Source document.
═══

With some drugs, even, for example, with the triazoles, you may need therapeutic drug monitoring depending on exposure levels. These are complications for these patients. The patients already have underlying diseases, which put them at high risk, not only for these types of infections, but for other types of infections. You're dealing with a pretty sick patient population.
With these difficult-to-treat patients, what can the prognosis lead to? Is it a duration of treatment, meaning you just roll through it, treatment courses over and over again, or can it even be fatal? Within that idea, would you think about new fungal treatments as an unmet clinical need that would have significant demand?

═══

Referring expression pointing data:
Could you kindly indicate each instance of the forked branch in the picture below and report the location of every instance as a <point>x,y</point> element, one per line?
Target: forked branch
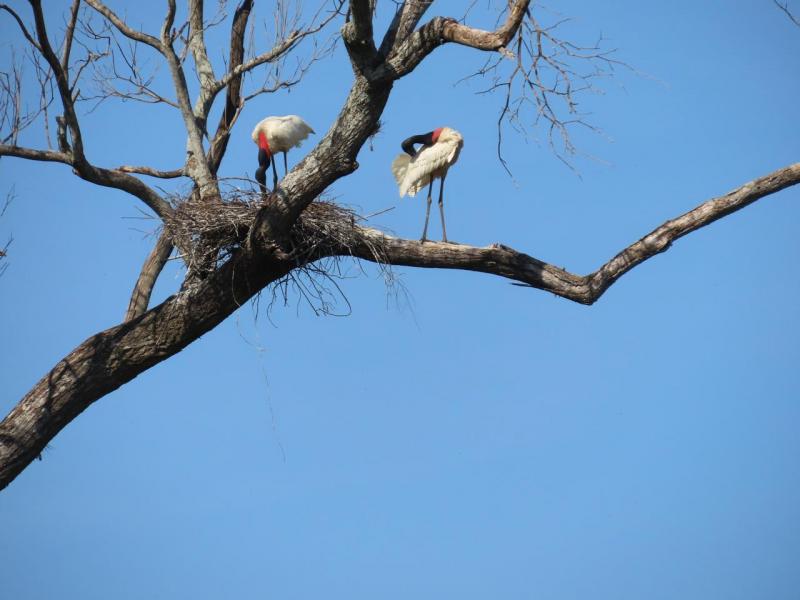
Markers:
<point>501,260</point>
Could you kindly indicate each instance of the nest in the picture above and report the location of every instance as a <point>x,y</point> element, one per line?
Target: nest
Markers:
<point>208,233</point>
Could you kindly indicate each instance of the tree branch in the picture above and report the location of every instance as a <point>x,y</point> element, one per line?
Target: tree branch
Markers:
<point>785,8</point>
<point>97,175</point>
<point>501,260</point>
<point>151,172</point>
<point>21,25</point>
<point>123,28</point>
<point>357,35</point>
<point>68,37</point>
<point>233,98</point>
<point>111,358</point>
<point>403,23</point>
<point>441,30</point>
<point>151,269</point>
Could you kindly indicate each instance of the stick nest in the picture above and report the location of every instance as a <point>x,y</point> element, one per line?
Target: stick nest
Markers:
<point>208,233</point>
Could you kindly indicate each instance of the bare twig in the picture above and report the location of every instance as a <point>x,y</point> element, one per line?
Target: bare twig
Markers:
<point>785,8</point>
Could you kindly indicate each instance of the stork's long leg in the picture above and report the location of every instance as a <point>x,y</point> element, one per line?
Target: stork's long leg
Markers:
<point>427,212</point>
<point>441,207</point>
<point>261,172</point>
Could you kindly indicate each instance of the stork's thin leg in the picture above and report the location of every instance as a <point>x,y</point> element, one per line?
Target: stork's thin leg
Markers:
<point>441,207</point>
<point>427,213</point>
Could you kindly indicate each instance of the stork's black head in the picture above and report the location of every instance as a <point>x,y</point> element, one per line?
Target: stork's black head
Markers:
<point>426,139</point>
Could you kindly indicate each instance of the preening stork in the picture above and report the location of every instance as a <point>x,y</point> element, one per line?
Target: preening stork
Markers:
<point>273,135</point>
<point>416,169</point>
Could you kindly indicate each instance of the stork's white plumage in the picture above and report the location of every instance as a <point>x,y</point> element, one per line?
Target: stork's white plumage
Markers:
<point>277,134</point>
<point>414,170</point>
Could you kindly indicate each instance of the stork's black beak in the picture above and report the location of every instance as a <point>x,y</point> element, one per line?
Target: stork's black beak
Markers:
<point>263,165</point>
<point>426,139</point>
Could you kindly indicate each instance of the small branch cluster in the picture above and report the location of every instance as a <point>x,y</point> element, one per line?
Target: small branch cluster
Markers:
<point>541,83</point>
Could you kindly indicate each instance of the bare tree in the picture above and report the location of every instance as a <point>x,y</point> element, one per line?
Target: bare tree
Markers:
<point>235,243</point>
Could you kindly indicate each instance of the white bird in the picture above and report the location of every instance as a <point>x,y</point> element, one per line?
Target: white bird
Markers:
<point>416,169</point>
<point>273,135</point>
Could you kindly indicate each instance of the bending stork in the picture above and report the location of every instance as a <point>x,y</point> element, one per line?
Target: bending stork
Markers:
<point>273,135</point>
<point>416,169</point>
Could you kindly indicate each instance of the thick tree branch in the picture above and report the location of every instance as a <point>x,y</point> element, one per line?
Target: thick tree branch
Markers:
<point>151,172</point>
<point>441,30</point>
<point>113,357</point>
<point>32,154</point>
<point>501,260</point>
<point>403,23</point>
<point>233,97</point>
<point>197,44</point>
<point>151,269</point>
<point>357,35</point>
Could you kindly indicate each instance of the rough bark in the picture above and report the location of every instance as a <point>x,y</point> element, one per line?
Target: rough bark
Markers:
<point>113,357</point>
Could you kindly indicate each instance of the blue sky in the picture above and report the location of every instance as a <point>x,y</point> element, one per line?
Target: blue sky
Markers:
<point>457,436</point>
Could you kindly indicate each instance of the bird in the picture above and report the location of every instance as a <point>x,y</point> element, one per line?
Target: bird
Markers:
<point>414,169</point>
<point>273,135</point>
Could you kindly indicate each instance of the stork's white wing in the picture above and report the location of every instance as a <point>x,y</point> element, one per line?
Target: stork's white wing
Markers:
<point>286,131</point>
<point>430,162</point>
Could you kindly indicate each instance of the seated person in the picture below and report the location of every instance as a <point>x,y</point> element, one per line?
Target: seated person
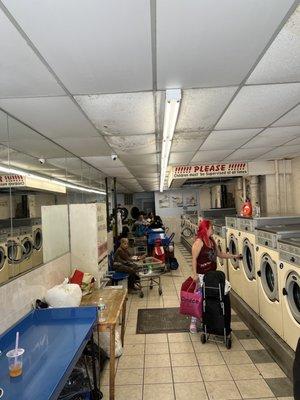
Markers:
<point>157,223</point>
<point>123,263</point>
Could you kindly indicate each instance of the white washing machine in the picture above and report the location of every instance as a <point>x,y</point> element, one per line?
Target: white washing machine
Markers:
<point>37,236</point>
<point>14,252</point>
<point>269,287</point>
<point>4,267</point>
<point>27,248</point>
<point>220,239</point>
<point>289,280</point>
<point>233,247</point>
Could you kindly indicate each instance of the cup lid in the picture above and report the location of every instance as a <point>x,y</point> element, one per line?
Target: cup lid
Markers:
<point>15,352</point>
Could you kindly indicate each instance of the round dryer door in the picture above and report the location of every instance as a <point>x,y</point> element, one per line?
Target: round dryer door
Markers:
<point>14,252</point>
<point>269,277</point>
<point>293,294</point>
<point>38,239</point>
<point>2,257</point>
<point>233,249</point>
<point>27,247</point>
<point>248,259</point>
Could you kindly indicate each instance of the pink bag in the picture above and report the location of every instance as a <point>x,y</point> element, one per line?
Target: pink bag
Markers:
<point>190,300</point>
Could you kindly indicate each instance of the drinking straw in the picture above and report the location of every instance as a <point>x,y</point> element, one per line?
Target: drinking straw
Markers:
<point>16,347</point>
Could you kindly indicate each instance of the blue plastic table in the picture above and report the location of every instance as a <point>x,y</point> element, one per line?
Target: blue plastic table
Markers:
<point>53,340</point>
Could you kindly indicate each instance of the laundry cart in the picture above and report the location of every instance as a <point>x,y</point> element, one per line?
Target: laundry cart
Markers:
<point>150,270</point>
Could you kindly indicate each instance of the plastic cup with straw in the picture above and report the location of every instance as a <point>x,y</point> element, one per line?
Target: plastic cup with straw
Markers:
<point>15,359</point>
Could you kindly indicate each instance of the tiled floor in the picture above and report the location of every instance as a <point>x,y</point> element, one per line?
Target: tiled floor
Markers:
<point>178,366</point>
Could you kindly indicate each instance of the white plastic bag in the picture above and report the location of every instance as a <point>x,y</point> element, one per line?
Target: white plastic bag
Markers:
<point>64,295</point>
<point>104,343</point>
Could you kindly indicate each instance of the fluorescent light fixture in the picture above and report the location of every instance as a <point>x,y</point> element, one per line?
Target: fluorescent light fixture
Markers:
<point>173,98</point>
<point>15,171</point>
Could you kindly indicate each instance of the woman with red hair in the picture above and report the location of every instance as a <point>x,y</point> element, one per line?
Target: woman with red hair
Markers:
<point>204,257</point>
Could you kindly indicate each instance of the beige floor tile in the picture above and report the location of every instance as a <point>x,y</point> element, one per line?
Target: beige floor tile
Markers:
<point>190,391</point>
<point>179,337</point>
<point>251,344</point>
<point>134,349</point>
<point>215,373</point>
<point>183,360</point>
<point>159,391</point>
<point>181,347</point>
<point>236,357</point>
<point>238,326</point>
<point>154,360</point>
<point>254,388</point>
<point>157,348</point>
<point>270,370</point>
<point>244,371</point>
<point>157,338</point>
<point>134,339</point>
<point>205,348</point>
<point>129,377</point>
<point>224,390</point>
<point>158,375</point>
<point>186,374</point>
<point>210,359</point>
<point>128,362</point>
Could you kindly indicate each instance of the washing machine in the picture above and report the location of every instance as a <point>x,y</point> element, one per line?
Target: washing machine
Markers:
<point>26,241</point>
<point>4,267</point>
<point>233,247</point>
<point>37,236</point>
<point>219,227</point>
<point>267,261</point>
<point>289,281</point>
<point>14,252</point>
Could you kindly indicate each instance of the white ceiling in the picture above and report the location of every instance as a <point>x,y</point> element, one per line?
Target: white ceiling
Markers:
<point>91,76</point>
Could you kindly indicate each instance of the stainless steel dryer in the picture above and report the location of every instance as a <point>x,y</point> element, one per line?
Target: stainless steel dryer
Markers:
<point>289,281</point>
<point>267,260</point>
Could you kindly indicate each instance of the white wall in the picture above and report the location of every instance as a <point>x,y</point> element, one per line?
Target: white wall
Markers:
<point>17,296</point>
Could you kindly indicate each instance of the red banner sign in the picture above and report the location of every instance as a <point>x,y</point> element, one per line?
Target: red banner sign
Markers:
<point>210,170</point>
<point>12,180</point>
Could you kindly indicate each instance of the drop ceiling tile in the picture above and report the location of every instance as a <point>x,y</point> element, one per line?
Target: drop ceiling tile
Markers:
<point>96,46</point>
<point>122,113</point>
<point>247,154</point>
<point>118,172</point>
<point>291,118</point>
<point>40,148</point>
<point>187,141</point>
<point>140,159</point>
<point>210,156</point>
<point>273,67</point>
<point>21,72</point>
<point>86,147</point>
<point>228,140</point>
<point>282,152</point>
<point>140,144</point>
<point>259,106</point>
<point>181,158</point>
<point>201,108</point>
<point>55,117</point>
<point>202,43</point>
<point>274,136</point>
<point>103,161</point>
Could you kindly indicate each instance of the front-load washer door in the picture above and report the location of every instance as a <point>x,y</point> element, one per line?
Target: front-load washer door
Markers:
<point>269,277</point>
<point>233,249</point>
<point>248,259</point>
<point>292,287</point>
<point>27,247</point>
<point>38,239</point>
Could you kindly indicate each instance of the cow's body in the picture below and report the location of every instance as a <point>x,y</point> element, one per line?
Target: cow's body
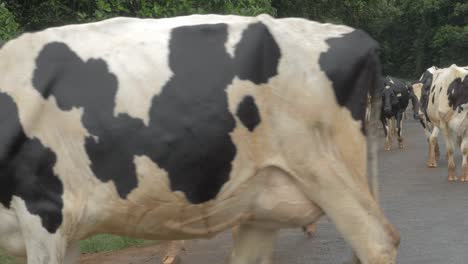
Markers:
<point>443,102</point>
<point>184,127</point>
<point>395,99</point>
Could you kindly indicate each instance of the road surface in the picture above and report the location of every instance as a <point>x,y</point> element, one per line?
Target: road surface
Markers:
<point>430,213</point>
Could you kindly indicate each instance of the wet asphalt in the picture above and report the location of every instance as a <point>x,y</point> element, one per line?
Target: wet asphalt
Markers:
<point>430,213</point>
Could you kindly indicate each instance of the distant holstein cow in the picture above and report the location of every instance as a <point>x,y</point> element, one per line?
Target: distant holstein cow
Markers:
<point>395,99</point>
<point>444,103</point>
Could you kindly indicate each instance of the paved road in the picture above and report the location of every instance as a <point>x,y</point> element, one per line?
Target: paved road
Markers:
<point>430,213</point>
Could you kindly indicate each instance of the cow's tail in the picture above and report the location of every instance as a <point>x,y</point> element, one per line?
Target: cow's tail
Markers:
<point>372,129</point>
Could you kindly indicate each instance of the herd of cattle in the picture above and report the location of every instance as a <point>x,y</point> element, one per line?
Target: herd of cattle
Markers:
<point>439,99</point>
<point>181,128</point>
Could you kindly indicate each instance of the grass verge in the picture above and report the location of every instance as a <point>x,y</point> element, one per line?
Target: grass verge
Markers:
<point>97,243</point>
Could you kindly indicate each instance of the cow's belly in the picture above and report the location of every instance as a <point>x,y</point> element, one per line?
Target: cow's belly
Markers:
<point>270,197</point>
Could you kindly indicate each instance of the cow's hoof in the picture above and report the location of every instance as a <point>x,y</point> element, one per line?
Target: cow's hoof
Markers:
<point>170,260</point>
<point>452,178</point>
<point>309,230</point>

═══

Task item A. Set down, word for word, the stretch of the excerpt on fungal infections from "With some drugs, even, for" through "have significant demand?".
Task item B. In the excerpt on fungal infections, what may be needed with the triazoles depending on exposure levels?
Task item C. Condense the paragraph of the excerpt on fungal infections that begins "With some drugs, even" into two sentences, keeping its main facts.
Work only from the excerpt on fungal infections.

Answer area A.
With some drugs, even, for example, with the triazoles, you may need therapeutic drug monitoring depending on exposure levels. These are complications for these patients. The patients already have underlying diseases, which put them at high risk, not only for these types of infections, but for other types of infections. You're dealing with a pretty sick patient population.
With these difficult-to-treat patients, what can the prognosis lead to? Is it a duration of treatment, meaning you just roll through it, treatment courses over and over again, or can it even be fatal? Within that idea, would you think about new fungal treatments as an unmet clinical need that would have significant demand?

Answer area B. Therapeutic drug monitoring.

Answer area C. Some drugs, such as the triazoles, may require therapeutic drug monitoring depending on exposure levels, which adds complications for these patients. The patients already have underlying diseases that put them at high risk for these and other infections, making them a pretty sick population.